Rewrite the material from the line containing "Supply the pixel-accurate" through the line containing "box: [69, 338, 106, 398]" as a Markdown table with the columns "Row" and "Text", omitting blank lines. Use "Row" for the row number and "Text" for the line itself.
[SOURCE DATA — start]
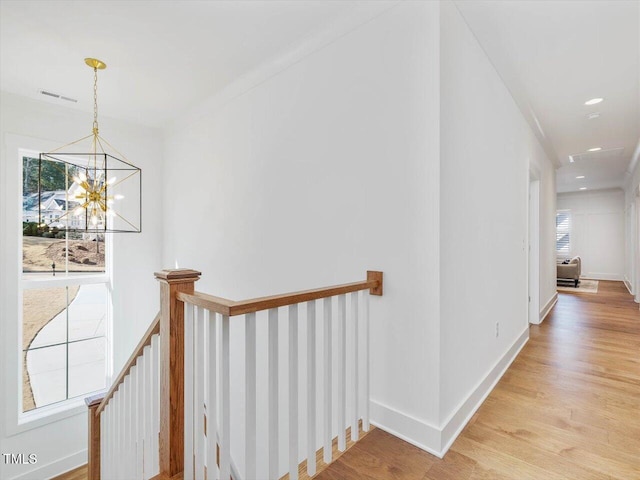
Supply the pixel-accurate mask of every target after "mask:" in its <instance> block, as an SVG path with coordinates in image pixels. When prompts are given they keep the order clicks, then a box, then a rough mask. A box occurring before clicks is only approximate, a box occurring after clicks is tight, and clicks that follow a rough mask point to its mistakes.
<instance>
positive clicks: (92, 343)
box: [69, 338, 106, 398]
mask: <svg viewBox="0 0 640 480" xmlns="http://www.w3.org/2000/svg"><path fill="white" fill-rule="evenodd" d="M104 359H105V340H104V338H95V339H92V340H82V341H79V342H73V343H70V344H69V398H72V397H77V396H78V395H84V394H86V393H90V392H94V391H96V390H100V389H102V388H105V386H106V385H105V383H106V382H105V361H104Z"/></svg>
[SOURCE DATA — finish]
[SOURCE DATA — start]
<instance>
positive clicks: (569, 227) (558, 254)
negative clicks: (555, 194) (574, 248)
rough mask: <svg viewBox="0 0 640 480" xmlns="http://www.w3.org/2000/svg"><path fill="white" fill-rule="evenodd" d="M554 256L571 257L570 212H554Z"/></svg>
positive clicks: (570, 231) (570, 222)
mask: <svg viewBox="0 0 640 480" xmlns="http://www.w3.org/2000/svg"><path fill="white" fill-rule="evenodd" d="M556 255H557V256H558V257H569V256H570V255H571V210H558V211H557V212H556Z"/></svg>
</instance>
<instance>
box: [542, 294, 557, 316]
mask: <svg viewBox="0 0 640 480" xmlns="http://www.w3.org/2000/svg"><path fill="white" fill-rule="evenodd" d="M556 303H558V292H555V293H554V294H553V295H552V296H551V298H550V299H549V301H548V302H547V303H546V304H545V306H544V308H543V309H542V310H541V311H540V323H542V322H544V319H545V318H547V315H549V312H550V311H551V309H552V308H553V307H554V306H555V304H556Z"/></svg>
[SOURCE DATA — finish]
[SOURCE DATA — start]
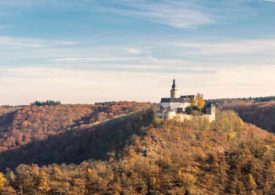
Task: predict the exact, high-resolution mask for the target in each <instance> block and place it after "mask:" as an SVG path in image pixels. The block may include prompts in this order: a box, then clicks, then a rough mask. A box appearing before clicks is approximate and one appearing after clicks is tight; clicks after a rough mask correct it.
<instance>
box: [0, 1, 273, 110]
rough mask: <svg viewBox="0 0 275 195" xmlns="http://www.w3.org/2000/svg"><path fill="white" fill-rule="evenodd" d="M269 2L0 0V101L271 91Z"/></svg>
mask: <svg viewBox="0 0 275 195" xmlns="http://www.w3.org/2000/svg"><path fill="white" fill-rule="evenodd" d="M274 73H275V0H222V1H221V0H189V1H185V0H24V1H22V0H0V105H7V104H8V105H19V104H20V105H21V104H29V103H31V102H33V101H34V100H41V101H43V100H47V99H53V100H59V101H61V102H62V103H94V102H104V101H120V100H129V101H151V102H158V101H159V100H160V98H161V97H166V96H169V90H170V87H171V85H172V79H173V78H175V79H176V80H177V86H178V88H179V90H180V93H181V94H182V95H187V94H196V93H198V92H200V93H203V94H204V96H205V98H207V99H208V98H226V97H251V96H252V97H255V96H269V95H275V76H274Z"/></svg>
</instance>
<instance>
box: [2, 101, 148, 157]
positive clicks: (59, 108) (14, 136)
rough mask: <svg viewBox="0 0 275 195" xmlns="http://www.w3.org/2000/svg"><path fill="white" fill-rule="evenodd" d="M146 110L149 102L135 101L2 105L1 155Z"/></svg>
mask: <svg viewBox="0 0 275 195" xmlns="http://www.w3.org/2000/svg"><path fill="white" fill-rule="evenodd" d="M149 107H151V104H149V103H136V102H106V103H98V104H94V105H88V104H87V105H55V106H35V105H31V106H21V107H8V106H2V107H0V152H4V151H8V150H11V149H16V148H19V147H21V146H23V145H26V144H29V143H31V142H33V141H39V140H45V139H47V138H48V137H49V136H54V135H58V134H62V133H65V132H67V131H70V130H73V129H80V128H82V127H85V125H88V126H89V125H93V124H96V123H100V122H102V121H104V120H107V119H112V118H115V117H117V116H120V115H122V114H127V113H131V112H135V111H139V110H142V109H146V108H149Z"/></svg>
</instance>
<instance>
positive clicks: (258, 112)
[SOURCE DATA — finish]
WORKED SOLUTION ->
| Row | Text |
|---|---|
| 1 | Supply the pixel-accurate mask of every target after "mask:" in its <instance> block, as an SVG path with coordinates in image pixels. When prompts are given they keep the order clicks, then a box, then a rough mask. A box occurring before clicks is only approximate, a box occurring after clicks is tight, and clicks that follow a rough mask point to its mistakes. |
| 2 | <instance> |
| 3 | positive clicks: (92, 343) |
| 4 | box: [69, 338, 106, 398] |